Exercise requirements »
a - Answer these questions about the passage on Raven:
(i) Which single setting enables optimistic concurrency control?
(ii) What exception is thrown when the Etags don't match?
(iii) Which two values does each index have in the statistics?
b - Transcribe the passage on Raven from "You can see" up to and including "index has a LastIndexedEtag and LastReducedEtag value.".

Selected passage »
***
Optimistic concurrency control

By default in Raven, when you Load() and then Store() a document in a session, calling SaveChanges() will always result in the document being saved.  That’s great if only one process may ever be saving the document at a given time.

As soon as you have multiple instances of your application, or multiple users modifying the same document, that isn’t good enough.  Well, if you’re okay with “last person/process to save wins” it’s good enough.  Wouldn’t life be easy if that were the rule and not the exception?

Raven provides optimistic concurrency control simply by enabling a single setting:

session.Advanced.UseOptimisticConcurrency = true;

This is so often the correct thing to do, that I set it in my infrastructure that injects session objects into controllers and other types.

Optimistic concurrency works by taking advantage of Etags.  As mentioned under Caching above, when you call Load() the Raven client caches the document and its Etag.  With optimistic concurrency enabled, saving a document sends not just the new document data, but also the previously retrieved Etag value.  The Raven server checks that Etag against what already exists, if they aren’t exactly the same, a ConcurrencyException is thrown.

That is often all you need.  In cases where multiple human users might be editing the same document, you might need to do more work.  Optimistic concurrency on its own only prevents conflicts that occur during the milliseconds from when a doc is loaded to when it is changed, SaveChanges() is called, and the PUT reaches the server.

It would be easy for two people to load the same document into an editing UI, make conflicting changes, and save.  As long as the saves don’t arrive at your application within milliseconds of one another, the last person to hit Save will overwrite the earlier changes.  (The second request will load the document with the new Etag created from the first update.)

For this reason, you may need to track the originally loaded Etag in your editing UI when you render it, send it back to your app when the user submits change, and pass it along to Raven when you call Store() on the document.  This tells the Raven server: “only save if the existing Etag matches this one I’m giving you; otherwise throw a ConcurrencyException”.

I’ll cover that process in more detail in a later post. For now, the way to retrieve the Etag after loading a document is:

var etag = session.Advanced.GetEtagFor(entity);

Store() has an override that accepts the Etag you want Raven server to use when doing its concurrency check:

session.Store(entity, etag);

Indexing

Raven uses Etags to track the indexing process.  Unlike in Sql Server and most other relational databases, Raven indexing is an asychronous background process.  That is, a document is not indexed inside the transaction in which it is saved.

Documents are queued to be indexed in order of modification — which is also Etag order.  Documents are indexed in batches to improve performance.  When indexing of a batch succeeds, Raven records the Etag of the last document in the batch.  The next batch begins indexing by loading documents with Etags greater than the previously recorded value.  When a server is started, it can pick up indexing where it left off before it was stopped (or failed).

Map reduce indexes work in separate phases:  one for the index and another for the reduce.  Raven tracks the latest Etag indexed separately from the lastest Etag reduced.

You can see the data Raven uses for its internal index tracking in the same statistics mentioned above.  Each index has a LastIndexedEtag and LastReducedEtag value.

Replication

Raven manages the replication process using Etags, similar to how it manages the indexing process.  There are some additional interesting considerations, since multiple databases are involved.
***
Lines of data »
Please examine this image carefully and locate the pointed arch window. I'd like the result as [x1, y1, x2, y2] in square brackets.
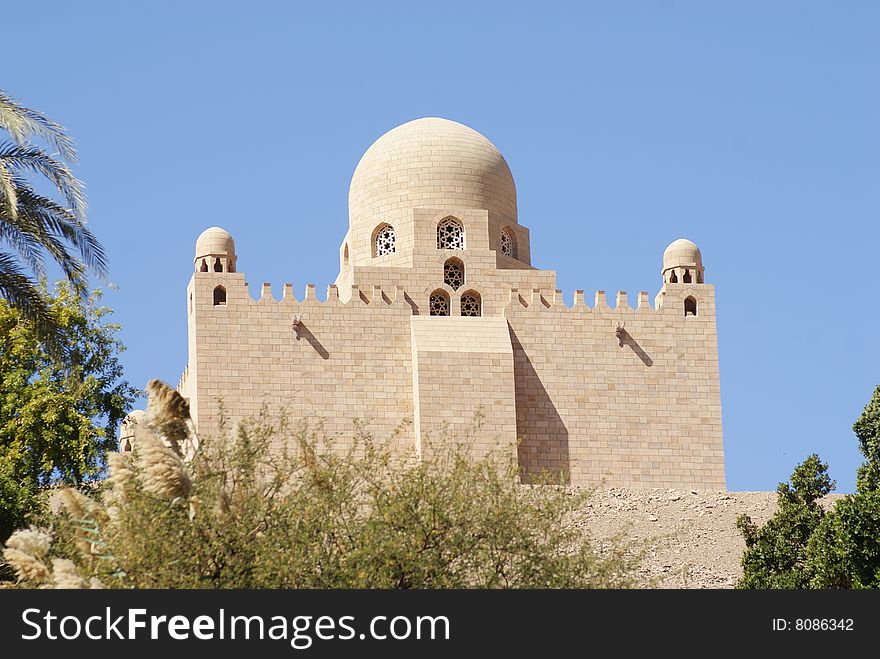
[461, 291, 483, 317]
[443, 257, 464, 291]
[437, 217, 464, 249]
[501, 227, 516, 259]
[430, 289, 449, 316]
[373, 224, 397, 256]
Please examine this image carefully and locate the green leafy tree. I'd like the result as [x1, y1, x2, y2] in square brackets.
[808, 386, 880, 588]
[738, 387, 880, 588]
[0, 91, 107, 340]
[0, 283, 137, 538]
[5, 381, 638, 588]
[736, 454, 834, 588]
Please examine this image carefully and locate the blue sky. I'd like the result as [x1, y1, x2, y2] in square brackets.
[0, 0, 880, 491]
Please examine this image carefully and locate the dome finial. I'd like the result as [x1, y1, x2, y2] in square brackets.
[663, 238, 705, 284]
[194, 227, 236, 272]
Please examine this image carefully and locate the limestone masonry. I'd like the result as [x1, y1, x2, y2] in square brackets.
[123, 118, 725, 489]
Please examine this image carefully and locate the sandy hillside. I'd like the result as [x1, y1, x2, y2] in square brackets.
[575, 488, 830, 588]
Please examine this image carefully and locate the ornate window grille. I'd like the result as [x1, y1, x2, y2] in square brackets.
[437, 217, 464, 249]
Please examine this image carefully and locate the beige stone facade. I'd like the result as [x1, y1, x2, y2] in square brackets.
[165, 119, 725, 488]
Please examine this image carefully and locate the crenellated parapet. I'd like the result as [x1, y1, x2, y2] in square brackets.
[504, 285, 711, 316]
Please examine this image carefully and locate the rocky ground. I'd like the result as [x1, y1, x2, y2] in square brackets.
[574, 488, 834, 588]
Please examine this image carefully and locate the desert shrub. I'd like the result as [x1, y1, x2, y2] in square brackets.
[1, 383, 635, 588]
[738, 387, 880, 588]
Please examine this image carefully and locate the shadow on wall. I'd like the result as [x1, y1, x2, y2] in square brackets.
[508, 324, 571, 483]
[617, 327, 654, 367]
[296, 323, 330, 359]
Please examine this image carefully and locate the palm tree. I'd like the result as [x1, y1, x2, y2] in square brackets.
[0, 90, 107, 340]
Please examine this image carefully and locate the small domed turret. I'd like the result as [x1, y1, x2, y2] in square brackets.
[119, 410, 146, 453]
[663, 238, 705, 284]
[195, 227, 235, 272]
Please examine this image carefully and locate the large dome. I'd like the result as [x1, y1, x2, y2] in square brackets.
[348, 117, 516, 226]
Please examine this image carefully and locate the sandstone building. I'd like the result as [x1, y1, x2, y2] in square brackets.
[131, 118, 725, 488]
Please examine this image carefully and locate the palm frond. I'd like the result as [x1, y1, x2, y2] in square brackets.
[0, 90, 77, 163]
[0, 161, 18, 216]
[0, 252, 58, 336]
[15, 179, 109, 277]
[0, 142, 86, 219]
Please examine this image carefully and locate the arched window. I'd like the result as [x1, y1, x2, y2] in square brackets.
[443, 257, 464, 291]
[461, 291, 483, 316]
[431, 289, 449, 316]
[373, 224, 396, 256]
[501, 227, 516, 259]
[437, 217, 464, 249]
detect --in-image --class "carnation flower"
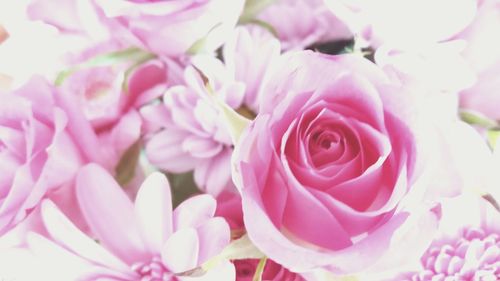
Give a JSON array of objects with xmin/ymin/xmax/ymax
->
***
In response »
a -
(i) session.Advanced.UseOptimisticConcurrency = true;
(ii) A ConcurrencyException.
(iii) LastIndexedEtag and LastReducedEtag.

b -
You can see the data Raven uses for its internal index tracking in the same statistics mentioned above.  Each index has a LastIndexedEtag and LastReducedEtag value.